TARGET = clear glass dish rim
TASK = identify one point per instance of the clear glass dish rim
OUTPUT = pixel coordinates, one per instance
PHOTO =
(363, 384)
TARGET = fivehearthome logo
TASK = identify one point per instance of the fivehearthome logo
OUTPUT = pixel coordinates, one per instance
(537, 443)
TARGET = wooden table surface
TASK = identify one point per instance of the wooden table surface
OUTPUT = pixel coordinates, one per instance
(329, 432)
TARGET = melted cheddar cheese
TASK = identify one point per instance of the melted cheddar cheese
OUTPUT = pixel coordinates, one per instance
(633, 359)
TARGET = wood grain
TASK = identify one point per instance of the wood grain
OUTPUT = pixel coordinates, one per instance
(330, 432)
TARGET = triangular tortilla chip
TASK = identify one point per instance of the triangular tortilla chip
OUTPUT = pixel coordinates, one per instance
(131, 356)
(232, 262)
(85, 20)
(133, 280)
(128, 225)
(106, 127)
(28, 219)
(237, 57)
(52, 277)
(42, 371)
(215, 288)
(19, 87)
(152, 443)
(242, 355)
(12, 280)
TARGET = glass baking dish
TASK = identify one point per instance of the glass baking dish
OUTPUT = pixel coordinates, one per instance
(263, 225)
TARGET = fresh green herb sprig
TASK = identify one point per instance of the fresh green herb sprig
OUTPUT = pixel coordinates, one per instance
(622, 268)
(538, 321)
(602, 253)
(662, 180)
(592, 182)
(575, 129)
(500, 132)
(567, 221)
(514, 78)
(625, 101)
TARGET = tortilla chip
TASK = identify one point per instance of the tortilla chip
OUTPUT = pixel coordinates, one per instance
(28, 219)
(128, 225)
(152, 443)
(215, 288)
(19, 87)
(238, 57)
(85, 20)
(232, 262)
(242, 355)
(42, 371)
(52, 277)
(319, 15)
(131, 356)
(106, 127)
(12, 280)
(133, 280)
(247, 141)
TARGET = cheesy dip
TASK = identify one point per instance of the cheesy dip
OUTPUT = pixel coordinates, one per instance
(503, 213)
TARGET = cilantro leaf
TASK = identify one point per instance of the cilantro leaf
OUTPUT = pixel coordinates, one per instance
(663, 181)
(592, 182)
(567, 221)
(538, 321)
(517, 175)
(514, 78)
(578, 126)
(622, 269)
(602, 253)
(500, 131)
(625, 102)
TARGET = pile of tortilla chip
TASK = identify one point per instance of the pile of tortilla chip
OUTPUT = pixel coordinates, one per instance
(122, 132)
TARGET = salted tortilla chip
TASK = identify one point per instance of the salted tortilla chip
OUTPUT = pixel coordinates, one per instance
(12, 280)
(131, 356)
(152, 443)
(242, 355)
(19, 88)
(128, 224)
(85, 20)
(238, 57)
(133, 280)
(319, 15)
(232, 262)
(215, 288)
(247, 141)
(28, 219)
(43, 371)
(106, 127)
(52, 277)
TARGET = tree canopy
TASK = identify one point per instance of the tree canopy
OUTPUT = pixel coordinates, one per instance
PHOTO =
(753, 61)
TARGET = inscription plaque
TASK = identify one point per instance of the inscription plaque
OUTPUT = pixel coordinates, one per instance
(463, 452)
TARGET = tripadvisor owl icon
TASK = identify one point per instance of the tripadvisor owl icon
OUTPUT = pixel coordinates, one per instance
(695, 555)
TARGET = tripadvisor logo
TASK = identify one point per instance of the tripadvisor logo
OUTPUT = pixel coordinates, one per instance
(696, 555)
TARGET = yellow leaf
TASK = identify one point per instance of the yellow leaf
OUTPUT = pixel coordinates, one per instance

### STATED EXERCISE
Write the lines out exactly, from the one with "TARGET = pile of tortilla chip" down to the last line of the listing, and leave out all others.

### EXERCISE OUTPUT
TARGET = pile of tortilla chip
TASK = identify one point per instance of the pile of tortilla chip
OUTPUT = pixel coordinates, one per instance
(122, 132)
TARGET = salted tortilla chip
TASK = identify one point per instance of the salted tortilla chip
OUTPUT = pixel coordinates, one per instance
(12, 280)
(131, 356)
(152, 443)
(242, 355)
(19, 88)
(128, 224)
(85, 20)
(238, 57)
(133, 280)
(319, 15)
(232, 262)
(215, 288)
(247, 141)
(28, 219)
(43, 371)
(106, 127)
(52, 277)
TARGET = tree canopy
TASK = identify one point per instance of the tree canopy
OUTPUT = pixel coordinates, one per instance
PHOTO =
(753, 61)
TARGET = inscription plaque
TASK = identify one point per instance of the inscription plaque
OUTPUT = pixel coordinates, one per instance
(463, 452)
TARGET = tripadvisor owl icon
TASK = identify one point per instance of the tripadvisor owl icon
OUTPUT = pixel coordinates, one per instance
(695, 555)
TARGET = tripadvisor logo
TASK = identify one point per instance of the tripadvisor logo
OUTPUT = pixel coordinates, one per instance
(696, 555)
TARGET = yellow leaf
TASK = identify one point per instance of the yellow leaf
OUTPUT = pixel coordinates, one per instance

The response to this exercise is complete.